ACTION ITEM: This exercise calls for every record to be set down again, exactly and in full.
════════════════════
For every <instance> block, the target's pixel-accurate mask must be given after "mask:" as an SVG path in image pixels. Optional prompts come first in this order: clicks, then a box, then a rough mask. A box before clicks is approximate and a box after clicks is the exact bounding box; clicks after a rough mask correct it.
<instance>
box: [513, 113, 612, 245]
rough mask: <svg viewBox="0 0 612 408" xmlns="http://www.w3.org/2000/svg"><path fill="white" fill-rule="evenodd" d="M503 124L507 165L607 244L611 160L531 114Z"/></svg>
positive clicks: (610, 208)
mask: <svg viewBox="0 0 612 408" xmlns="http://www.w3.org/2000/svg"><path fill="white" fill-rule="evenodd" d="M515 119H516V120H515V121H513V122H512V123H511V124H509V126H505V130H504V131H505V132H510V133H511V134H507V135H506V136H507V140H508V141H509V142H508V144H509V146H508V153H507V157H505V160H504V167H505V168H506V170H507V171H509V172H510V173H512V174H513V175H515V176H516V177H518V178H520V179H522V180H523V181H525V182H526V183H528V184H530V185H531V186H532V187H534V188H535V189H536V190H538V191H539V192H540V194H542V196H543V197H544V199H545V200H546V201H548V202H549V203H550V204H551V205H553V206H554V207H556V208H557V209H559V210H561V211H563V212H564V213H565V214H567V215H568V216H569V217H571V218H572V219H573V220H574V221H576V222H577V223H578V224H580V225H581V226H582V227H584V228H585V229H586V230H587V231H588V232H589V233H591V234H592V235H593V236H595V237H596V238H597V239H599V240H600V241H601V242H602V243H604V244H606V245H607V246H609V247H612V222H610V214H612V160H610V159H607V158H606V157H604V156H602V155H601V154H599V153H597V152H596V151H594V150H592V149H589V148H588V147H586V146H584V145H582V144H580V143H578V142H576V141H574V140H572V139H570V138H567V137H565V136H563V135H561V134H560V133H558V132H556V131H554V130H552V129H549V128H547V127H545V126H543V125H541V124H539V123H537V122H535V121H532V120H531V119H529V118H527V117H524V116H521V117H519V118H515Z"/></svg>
════════════════════
RESPONSE TO THE EXERCISE:
For every <instance> block, the target's pixel-accurate mask must be given after "mask:" as an SVG path in image pixels. Optional prompts come first in this order: clicks, then a box, then a rough mask. A box before clicks is approximate and a box after clicks is the exact bounding box; clicks after a rough mask correct it.
<instance>
box: [513, 113, 612, 245]
rough mask: <svg viewBox="0 0 612 408" xmlns="http://www.w3.org/2000/svg"><path fill="white" fill-rule="evenodd" d="M503 124L507 165L607 244L611 160L531 114Z"/></svg>
positive clicks: (610, 208)
mask: <svg viewBox="0 0 612 408" xmlns="http://www.w3.org/2000/svg"><path fill="white" fill-rule="evenodd" d="M515 119H516V120H515V121H513V122H512V123H511V124H509V126H505V130H504V131H505V132H510V133H511V134H507V135H506V136H507V140H508V141H509V142H508V144H509V146H508V153H507V157H505V160H504V167H505V168H506V170H507V171H509V172H510V173H512V174H513V175H515V176H516V177H518V178H520V179H522V180H523V181H525V182H526V183H528V184H530V185H531V186H532V187H534V188H535V189H536V190H538V191H539V192H540V194H542V196H543V197H544V199H545V200H546V201H548V202H549V203H550V204H551V205H553V206H554V207H556V208H557V209H559V210H561V211H563V212H564V213H565V214H567V215H568V216H569V217H571V218H572V219H573V220H574V221H576V222H577V223H578V224H580V225H581V226H582V227H584V228H585V229H586V230H587V231H588V232H589V233H591V234H592V235H593V236H595V237H596V238H597V239H599V240H600V241H601V242H602V243H604V244H606V245H607V246H609V247H612V222H610V214H612V160H610V159H607V158H606V157H604V156H602V155H601V154H599V153H597V152H596V151H594V150H592V149H589V148H588V147H586V146H584V145H582V144H580V143H578V142H576V141H574V140H572V139H570V138H567V137H565V136H563V135H561V134H560V133H558V132H556V131H554V130H552V129H549V128H547V127H545V126H543V125H541V124H539V123H537V122H535V121H532V120H531V119H529V118H527V117H524V116H521V117H519V118H515Z"/></svg>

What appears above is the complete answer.